Entries from a point labeling set
□ □ □ □
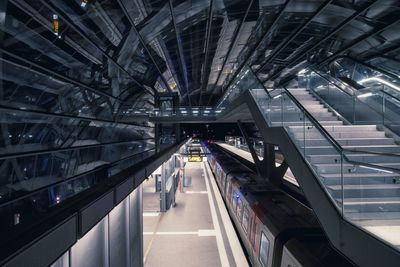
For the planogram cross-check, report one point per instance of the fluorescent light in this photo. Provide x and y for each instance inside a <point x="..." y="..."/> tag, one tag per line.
<point x="375" y="169"/>
<point x="381" y="81"/>
<point x="365" y="95"/>
<point x="302" y="71"/>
□ □ □ □
Task objective
Please output every line of the entries above verbatim, leaving out the pictures.

Completed exercise
For the planogram cross-check, report one point per instance of the fluorescent light in this photo. Provide x and y for each instance inside a <point x="..." y="..."/> tag, one tag per line.
<point x="375" y="169"/>
<point x="381" y="81"/>
<point x="365" y="95"/>
<point x="302" y="71"/>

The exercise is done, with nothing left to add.